- _Action item_
Output exactly the lines from the line with "Annotate the wooden" through the end of the records below. Include nothing else.

[Dataset excerpts]
══════════
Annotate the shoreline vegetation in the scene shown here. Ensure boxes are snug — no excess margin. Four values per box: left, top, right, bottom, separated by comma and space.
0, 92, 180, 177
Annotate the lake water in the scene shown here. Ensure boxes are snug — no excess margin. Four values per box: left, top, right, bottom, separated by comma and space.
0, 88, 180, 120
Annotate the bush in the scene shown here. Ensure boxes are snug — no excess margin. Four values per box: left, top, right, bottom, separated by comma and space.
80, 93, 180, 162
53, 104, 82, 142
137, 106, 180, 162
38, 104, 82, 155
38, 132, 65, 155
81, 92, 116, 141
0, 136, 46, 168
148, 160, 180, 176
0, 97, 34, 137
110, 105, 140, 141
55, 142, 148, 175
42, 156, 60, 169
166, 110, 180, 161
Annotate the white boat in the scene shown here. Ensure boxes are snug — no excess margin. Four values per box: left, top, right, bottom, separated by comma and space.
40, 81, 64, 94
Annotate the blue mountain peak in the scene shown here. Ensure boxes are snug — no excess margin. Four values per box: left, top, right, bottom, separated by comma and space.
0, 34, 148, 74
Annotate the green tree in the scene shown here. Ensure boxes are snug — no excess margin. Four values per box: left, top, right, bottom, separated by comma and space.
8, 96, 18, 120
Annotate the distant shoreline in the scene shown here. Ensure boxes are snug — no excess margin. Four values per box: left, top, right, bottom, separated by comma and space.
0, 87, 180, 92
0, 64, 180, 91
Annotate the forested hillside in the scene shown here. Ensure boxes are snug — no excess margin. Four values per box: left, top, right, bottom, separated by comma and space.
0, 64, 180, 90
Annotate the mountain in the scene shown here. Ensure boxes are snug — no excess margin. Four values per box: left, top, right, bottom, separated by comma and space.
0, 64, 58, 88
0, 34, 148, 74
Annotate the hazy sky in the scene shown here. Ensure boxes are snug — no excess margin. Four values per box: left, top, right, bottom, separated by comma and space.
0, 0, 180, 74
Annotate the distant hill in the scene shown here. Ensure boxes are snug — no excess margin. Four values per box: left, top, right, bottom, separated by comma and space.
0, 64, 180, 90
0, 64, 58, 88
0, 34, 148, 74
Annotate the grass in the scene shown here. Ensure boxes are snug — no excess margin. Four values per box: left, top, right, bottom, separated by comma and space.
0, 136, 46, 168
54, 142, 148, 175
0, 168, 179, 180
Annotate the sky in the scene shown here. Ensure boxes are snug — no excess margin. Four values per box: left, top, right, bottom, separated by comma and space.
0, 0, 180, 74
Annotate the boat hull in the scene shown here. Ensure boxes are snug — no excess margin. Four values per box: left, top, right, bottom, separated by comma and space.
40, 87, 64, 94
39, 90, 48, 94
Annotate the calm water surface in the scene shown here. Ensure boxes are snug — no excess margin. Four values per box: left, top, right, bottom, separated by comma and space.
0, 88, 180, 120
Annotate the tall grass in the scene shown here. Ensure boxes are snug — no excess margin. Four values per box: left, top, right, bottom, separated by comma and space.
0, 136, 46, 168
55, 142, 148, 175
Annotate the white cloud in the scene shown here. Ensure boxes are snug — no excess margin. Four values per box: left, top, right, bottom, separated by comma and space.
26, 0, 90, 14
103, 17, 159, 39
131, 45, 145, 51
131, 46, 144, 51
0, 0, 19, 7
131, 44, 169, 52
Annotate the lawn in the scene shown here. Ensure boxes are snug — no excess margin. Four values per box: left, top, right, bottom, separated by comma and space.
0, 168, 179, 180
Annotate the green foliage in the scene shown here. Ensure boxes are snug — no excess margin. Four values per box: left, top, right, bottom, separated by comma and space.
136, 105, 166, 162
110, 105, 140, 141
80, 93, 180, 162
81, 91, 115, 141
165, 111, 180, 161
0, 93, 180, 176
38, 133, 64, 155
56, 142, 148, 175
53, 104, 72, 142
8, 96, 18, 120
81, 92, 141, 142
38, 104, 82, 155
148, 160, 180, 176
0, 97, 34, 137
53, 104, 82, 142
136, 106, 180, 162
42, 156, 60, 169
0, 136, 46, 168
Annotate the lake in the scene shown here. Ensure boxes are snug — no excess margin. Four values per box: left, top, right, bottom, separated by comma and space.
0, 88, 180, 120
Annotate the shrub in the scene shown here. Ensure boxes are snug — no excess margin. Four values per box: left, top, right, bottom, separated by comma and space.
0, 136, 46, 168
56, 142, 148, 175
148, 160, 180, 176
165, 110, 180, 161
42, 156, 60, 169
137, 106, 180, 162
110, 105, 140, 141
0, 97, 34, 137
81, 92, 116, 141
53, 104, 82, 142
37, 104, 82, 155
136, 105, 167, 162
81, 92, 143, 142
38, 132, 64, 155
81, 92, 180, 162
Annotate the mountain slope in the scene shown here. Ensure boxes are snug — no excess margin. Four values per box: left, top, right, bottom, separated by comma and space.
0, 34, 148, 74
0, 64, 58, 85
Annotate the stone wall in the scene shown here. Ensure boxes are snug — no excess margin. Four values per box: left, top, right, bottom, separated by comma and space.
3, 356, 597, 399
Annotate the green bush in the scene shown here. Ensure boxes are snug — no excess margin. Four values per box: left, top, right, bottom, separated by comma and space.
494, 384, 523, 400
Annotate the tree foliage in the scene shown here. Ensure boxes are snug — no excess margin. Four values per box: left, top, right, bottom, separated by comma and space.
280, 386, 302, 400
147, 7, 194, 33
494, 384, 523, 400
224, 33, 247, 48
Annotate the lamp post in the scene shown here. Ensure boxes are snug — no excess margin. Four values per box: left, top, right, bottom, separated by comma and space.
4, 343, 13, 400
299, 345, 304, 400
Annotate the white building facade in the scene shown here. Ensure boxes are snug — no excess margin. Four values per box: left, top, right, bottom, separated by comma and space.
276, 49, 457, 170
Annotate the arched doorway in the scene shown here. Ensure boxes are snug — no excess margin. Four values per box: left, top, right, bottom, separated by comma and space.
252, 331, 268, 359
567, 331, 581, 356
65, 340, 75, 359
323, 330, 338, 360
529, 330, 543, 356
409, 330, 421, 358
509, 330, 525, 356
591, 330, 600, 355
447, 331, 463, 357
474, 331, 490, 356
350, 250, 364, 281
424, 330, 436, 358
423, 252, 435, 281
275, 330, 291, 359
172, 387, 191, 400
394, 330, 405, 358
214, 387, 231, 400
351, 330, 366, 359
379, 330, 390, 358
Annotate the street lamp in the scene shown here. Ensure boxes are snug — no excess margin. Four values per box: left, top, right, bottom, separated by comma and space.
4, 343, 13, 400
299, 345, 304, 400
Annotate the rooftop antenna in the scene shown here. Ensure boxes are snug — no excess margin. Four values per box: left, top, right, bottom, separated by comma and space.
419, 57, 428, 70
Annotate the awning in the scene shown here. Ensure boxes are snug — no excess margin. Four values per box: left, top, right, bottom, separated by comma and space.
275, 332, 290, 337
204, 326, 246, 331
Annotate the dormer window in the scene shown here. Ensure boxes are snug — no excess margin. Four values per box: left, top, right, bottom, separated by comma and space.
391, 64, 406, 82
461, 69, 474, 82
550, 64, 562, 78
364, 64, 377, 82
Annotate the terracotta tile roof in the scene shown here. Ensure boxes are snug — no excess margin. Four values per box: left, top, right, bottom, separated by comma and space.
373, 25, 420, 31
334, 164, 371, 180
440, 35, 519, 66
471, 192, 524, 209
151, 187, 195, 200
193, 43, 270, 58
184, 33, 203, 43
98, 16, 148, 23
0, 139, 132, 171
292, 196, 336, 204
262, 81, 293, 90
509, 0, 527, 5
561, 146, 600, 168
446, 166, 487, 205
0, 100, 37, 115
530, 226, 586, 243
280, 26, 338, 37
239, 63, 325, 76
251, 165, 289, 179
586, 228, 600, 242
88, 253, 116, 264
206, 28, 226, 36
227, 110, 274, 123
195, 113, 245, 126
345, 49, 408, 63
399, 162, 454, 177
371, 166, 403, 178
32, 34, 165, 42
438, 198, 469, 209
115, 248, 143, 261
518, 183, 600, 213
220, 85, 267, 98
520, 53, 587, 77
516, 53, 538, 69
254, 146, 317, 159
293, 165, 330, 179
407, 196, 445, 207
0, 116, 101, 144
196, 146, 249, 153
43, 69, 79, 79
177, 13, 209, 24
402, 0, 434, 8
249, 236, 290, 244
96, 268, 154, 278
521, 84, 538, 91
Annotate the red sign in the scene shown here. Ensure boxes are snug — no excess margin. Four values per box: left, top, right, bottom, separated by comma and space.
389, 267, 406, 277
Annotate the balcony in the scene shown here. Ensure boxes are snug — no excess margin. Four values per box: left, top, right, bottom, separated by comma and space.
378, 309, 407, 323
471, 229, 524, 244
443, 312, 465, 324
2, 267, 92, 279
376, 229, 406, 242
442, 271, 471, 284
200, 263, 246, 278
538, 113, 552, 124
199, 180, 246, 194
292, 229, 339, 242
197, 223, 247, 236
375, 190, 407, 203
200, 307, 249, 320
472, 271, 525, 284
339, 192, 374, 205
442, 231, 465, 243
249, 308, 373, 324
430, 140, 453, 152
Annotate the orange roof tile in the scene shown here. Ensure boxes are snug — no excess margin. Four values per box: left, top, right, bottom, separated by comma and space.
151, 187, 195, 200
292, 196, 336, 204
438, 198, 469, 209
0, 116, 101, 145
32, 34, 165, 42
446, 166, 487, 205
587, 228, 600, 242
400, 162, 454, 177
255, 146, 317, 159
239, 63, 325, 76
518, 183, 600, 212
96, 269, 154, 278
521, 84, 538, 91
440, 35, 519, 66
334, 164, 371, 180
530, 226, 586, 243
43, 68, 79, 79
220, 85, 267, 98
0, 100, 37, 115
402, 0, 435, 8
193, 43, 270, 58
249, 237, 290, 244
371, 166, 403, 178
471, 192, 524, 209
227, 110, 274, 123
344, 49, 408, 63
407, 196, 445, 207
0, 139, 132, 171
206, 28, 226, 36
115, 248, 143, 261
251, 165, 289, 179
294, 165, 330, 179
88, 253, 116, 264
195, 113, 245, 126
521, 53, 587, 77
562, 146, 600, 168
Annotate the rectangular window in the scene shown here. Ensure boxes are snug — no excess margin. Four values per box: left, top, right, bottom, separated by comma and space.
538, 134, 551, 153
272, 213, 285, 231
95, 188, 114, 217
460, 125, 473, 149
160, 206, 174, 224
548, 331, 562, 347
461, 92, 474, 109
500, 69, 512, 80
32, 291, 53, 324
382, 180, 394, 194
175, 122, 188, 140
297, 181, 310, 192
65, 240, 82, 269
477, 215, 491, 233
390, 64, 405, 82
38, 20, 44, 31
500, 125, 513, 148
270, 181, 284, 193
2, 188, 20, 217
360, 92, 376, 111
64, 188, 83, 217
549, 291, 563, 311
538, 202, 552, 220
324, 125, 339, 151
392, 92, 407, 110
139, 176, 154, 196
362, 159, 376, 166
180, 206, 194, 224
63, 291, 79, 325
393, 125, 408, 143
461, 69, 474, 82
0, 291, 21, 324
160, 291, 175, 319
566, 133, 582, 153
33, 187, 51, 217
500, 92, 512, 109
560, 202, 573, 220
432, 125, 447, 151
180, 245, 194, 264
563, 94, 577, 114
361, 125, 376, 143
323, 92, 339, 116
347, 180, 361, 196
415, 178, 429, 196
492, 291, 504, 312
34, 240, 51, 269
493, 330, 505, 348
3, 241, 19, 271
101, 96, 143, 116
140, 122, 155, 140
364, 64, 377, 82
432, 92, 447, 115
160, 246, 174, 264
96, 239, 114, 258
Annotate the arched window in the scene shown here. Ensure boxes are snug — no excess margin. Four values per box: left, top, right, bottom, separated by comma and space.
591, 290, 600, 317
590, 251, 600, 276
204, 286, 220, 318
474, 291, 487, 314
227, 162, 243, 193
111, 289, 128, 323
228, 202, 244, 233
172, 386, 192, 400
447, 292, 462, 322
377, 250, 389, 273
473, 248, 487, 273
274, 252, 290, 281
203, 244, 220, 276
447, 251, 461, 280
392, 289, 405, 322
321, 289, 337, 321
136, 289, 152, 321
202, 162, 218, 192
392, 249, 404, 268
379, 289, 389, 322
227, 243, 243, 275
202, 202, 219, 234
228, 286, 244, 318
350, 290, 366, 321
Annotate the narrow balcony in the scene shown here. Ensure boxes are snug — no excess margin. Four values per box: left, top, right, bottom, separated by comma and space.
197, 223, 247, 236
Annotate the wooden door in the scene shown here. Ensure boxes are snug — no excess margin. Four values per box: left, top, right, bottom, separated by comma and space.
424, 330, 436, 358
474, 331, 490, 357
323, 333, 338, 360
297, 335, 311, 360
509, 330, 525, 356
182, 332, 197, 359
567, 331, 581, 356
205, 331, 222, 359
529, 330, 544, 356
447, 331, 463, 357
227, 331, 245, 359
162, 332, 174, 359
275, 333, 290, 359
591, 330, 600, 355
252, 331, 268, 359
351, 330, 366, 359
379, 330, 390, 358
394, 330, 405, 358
══════════
- _Exercise response_
Annotate the wooden door in the scene shown here. Ensure boxes are snug — no excess margin. Four values per box: left, top, right, bottom, separated by comma and space.
424, 330, 436, 358
474, 331, 490, 357
323, 333, 338, 360
297, 335, 311, 360
509, 330, 525, 356
182, 332, 197, 359
567, 331, 581, 356
205, 331, 222, 359
529, 330, 544, 356
447, 331, 463, 357
227, 331, 245, 359
162, 332, 174, 359
275, 333, 290, 359
591, 330, 600, 355
252, 331, 268, 359
351, 330, 366, 359
379, 330, 390, 358
394, 330, 405, 358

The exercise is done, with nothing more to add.